Stored data entries:

******************************

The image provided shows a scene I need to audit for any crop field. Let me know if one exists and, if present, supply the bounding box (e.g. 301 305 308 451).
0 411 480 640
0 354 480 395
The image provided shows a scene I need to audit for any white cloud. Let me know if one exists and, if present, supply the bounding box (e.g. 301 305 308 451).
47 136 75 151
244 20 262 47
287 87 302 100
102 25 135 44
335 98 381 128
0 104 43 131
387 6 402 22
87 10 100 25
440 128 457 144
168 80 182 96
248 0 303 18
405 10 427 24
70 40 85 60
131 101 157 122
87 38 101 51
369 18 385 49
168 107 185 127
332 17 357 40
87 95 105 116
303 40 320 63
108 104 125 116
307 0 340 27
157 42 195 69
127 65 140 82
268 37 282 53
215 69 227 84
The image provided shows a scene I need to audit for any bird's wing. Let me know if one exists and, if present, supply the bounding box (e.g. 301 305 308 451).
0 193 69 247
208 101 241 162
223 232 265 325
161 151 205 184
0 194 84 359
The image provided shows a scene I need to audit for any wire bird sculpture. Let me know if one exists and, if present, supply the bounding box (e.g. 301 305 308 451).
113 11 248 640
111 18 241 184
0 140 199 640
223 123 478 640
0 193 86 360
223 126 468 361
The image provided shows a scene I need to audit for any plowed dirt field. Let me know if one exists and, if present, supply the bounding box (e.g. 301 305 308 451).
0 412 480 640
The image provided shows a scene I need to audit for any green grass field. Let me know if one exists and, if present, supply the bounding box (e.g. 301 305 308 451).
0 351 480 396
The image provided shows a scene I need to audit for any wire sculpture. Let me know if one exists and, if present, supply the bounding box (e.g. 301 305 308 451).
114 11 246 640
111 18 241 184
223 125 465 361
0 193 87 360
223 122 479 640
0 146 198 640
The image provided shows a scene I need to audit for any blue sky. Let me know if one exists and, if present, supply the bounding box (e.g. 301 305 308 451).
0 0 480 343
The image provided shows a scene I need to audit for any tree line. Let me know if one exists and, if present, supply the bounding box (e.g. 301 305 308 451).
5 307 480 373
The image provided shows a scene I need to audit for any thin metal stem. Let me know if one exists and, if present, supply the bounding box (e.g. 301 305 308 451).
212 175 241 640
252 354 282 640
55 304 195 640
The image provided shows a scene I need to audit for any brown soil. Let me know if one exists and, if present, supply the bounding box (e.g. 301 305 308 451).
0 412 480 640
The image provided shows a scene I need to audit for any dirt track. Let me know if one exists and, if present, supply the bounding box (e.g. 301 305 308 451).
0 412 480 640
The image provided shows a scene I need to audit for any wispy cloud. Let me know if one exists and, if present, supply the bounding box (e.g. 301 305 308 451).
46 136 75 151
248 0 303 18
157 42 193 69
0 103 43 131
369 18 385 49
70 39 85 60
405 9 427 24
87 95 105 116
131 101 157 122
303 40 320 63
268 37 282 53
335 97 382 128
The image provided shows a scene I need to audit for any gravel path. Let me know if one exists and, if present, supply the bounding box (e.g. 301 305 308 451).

******************************

WHAT YOU NEED TO DO >> Please edit the listing above, swapping "audit" for "inspect" wherever it occurs and keeping every other part the same.

PROBLEM SOLUTION >>
The image provided shows a scene I need to inspect for any crop field. Let me know if one exists and, if present, supply the bounding box (e.g. 301 305 308 451).
0 411 480 640
0 354 480 395
The image provided shows a scene I need to inspect for any white cloud. Let me know if one exists and, if present, supply the bounding box (e.g. 301 305 308 451).
47 136 75 151
244 20 262 47
287 87 302 100
102 25 135 44
335 98 381 128
0 104 43 131
387 6 402 22
87 10 100 25
440 128 457 144
168 80 182 96
248 0 303 18
405 10 427 24
70 40 85 60
131 101 157 122
87 38 101 51
369 18 385 49
168 107 185 127
332 17 357 40
87 95 105 116
303 40 320 63
108 104 125 116
307 0 340 27
157 42 195 69
127 65 140 82
268 37 282 53
215 69 227 84
The image provided shows a scene I need to inspect for any bird's wing. Let me know if one exists and, if present, supply the bounding box (e.g. 301 305 308 451).
0 193 69 247
208 101 241 162
223 232 265 325
161 151 205 184
0 194 84 359
The image provided shows a scene I need to inspect for any wire bird sculpture. Let me know if one exists and, if present, supply the bounding box (e.g. 301 305 308 451).
113 11 248 640
111 18 241 184
0 140 199 640
223 123 478 640
0 193 86 360
223 126 468 361
The image provided shows a scene I need to inspect for any plowed dirt field. Let me know if one exists and, if present, supply the bounding box (e.g. 301 305 308 451).
0 412 480 640
The image provided shows a scene I need to inspect for any green grass field. Let me know if one exists and, if present, supply the bounding box (e.g. 301 305 308 451).
0 351 480 396
The image provided shows a scene I need to inspect for any wire sculpture. Let me know if one exists and, if present, supply the bounding box (e.g. 301 305 308 451).
114 11 246 640
111 18 241 184
223 125 465 361
0 193 87 360
223 122 479 640
0 146 198 640
The image provided shows a scene I need to inspect for any blue sky. Let me know if one exists and, if present, supply the bounding box (e.g. 301 305 308 451).
0 0 480 343
The image provided shows a scene I need to inspect for any tree line. Let me know if one exists and, if present, supply the bounding box (e.g. 301 305 308 451).
5 307 480 373
The image provided shows a scene I need to inspect for any thin metal stem. Let me know if one exists and, if present, supply the bounding box (e.g. 301 305 308 451).
212 175 241 640
252 354 282 640
55 304 195 640
The image provided shows a scene I need to inspect for any brown soil. Let me know if one exists and, if present, supply the bounding box (e.g. 301 305 308 451).
0 412 480 640
The image provided shows a scene I need to inspect for any dirt track. Let me know if one exists and, if present, supply the bounding box (e.g. 301 305 308 451).
0 412 480 640
The image provided shows a scene I need to inspect for any wispy cloud. Let me know if one exists and, if present, supply the bounding box (e.g. 301 305 308 451).
46 136 75 151
248 0 303 18
157 42 193 69
0 103 43 131
369 18 385 49
70 39 85 60
405 9 427 24
87 95 105 116
131 101 157 122
303 40 320 63
268 37 282 53
335 97 382 128
The image provided shows a scene I need to inspect for any gravel path. Let me know if one exists and, if present, supply the bounding box (e.g. 301 305 308 451).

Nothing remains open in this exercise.